• **Text block**
The Supreme Court of Canada ruled Friday that carries of low levels of HIV who use condoms are not legally required to disclose their status to partners.
In the 9-0 ruling, the court reversed the 1998 ruling that made it illegal to not reveal HIV status when “there was a significant risk of transmission” to a sexual partner. Previously, who didn’t tell their partners could face life in prison, according to CBC News Canada.
CBC said the ruling is supposed to reflect the medical advances in treating the virus that causes AIDS since it first ruled on the issue in 1998 and left open the possibility of adapting to future changes in science in medicine.
“On the evidence before us, a realistic possibility of transmission is negated by evidence that the accused’s viral load was low at the time of intercourse and that condom protection was used,” Chief Justice Beverley McLachlin wrote on behalf of the court.
“However, the general proposition that a low viral load combined with condom use negates a realistic possibility of transmission of HIV does not preclude the common law from adapting to future advances in treatment and to circumstances where risk factors other than those considered in the present case are at play.”
Under the previous law, HIV-carriers who didn’t tell partners they had the virus could be charged with aggravated sexual assault. The maximum penalty was life in prison.

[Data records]

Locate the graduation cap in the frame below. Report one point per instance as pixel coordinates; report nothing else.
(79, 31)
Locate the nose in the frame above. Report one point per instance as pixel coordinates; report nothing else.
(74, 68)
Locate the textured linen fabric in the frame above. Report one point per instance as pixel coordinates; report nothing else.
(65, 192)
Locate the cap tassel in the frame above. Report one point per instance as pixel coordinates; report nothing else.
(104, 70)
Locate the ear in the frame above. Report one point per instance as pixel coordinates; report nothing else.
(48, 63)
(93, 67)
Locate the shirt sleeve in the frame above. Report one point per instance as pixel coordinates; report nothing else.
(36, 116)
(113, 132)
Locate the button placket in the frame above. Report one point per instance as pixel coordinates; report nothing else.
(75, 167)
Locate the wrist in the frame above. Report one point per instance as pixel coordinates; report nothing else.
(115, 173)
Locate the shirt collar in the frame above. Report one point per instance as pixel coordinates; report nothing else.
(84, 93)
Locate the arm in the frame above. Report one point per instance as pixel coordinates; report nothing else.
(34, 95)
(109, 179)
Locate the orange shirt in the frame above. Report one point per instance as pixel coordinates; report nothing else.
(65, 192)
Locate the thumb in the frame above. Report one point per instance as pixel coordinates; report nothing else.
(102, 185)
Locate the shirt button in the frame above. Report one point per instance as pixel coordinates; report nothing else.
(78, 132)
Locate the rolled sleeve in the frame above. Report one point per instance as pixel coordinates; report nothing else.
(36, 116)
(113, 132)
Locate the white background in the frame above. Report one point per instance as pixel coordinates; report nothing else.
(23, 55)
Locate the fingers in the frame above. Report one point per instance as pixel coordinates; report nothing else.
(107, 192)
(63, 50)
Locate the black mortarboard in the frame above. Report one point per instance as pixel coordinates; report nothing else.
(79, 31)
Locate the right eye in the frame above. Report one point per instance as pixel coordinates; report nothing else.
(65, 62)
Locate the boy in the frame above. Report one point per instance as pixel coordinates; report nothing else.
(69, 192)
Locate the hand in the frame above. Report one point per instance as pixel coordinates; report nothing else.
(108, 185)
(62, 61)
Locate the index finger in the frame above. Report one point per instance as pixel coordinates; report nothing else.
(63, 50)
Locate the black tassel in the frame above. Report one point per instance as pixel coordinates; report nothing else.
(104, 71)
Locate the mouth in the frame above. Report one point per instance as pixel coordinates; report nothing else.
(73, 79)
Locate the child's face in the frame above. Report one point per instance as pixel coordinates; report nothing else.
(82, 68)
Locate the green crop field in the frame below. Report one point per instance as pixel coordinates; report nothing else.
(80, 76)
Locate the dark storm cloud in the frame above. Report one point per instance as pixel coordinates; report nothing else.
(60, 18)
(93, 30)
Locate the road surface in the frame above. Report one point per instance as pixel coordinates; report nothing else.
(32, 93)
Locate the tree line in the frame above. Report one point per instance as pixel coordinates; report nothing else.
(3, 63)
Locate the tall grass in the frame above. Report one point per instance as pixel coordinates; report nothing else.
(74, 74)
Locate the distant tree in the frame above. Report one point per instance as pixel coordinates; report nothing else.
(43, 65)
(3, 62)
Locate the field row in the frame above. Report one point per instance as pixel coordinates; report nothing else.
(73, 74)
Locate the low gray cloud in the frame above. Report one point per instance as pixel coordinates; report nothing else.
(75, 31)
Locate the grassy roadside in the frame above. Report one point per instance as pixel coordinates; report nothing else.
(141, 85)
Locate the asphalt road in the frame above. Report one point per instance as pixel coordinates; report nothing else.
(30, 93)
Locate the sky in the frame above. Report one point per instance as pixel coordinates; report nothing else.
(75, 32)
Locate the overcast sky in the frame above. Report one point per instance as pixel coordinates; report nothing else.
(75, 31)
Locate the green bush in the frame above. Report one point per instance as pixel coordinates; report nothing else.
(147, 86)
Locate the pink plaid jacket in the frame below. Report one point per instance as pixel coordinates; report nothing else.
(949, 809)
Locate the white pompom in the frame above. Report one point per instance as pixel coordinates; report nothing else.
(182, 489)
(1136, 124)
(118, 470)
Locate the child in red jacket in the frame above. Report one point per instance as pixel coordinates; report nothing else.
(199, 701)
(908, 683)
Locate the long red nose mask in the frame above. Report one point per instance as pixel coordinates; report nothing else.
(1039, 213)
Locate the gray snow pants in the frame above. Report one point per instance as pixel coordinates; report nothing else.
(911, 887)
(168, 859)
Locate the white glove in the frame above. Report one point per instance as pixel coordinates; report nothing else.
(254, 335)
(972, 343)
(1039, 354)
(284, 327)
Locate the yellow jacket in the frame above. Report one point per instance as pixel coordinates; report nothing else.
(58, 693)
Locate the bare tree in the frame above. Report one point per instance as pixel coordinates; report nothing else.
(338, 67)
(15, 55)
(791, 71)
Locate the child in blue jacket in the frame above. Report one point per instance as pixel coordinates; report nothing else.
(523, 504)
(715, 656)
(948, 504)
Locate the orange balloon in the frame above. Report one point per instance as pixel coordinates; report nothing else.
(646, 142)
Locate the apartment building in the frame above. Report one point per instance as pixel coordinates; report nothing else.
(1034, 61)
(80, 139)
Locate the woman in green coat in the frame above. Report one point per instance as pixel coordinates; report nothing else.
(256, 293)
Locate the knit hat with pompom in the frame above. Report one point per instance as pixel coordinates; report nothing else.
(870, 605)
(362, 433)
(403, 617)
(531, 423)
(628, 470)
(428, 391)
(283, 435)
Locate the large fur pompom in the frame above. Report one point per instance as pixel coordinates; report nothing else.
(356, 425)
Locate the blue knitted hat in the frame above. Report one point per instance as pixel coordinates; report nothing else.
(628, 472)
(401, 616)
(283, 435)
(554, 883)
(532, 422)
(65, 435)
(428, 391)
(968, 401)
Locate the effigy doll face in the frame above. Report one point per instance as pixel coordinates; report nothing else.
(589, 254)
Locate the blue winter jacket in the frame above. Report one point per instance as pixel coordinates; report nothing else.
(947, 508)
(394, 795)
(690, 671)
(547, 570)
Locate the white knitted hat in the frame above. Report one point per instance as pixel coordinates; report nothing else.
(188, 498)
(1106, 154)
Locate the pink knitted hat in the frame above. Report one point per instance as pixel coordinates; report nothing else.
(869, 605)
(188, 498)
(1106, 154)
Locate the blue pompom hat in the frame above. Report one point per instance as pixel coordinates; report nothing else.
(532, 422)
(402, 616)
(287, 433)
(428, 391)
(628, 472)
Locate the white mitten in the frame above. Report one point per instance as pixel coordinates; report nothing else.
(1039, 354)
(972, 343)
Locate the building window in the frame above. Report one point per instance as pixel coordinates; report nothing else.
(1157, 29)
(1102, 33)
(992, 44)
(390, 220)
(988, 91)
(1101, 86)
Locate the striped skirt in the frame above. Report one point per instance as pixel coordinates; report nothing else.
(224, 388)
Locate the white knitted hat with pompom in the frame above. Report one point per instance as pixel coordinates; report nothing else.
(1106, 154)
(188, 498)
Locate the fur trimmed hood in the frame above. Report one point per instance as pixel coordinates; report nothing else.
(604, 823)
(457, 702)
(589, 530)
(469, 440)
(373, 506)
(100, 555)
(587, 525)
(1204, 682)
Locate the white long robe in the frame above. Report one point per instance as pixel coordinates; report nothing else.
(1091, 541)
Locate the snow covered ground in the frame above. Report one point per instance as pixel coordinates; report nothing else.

• **Exercise instructions**
A. In the article on the Supreme Court of Canada's HIV disclosure ruling, what evidence did the court say negated a realistic possibility of transmission? Answer in one to three sentences.
B. Pick up the article on the Supreme Court of Canada's HIV disclosure ruling and continue it from its final sentence.
None of the data records is required for the work that comes next.

• **Answers**
A. The court said a realistic possibility of transmission was negated by evidence that the accused's viral load was low at the time of intercourse and that condom protection was used.

B.
Now, as long as the person has a “low load” and wears a prophylactic.
The Court ruled on two cases in which charges brought against infected partners were overturned by appeals court, the article says. One case involved Clato Mabior, a man who had sex with nine women while HIV-positive. He was acquitted on three charges because the judge said due to his low level of HIV and his use of a condom, he didn’t’ have to inform the women. the article says.
The Manitoba Court of Appeal later overturned four of his convictions saying not all of the women were exposed to “significant risk,” the article says.
The Supreme Court said Friday that three of Mabior’s convictions should be restored because he did not use a condom, and one acquittal was upheld because he did use a condom in that sexual encounter and had a low viral load.
The other case involved a woman who had unprotected sex with a male partner without first revealing her status. She was initially found guilty, but because her viral load was undetectable during that period, the case was overturned.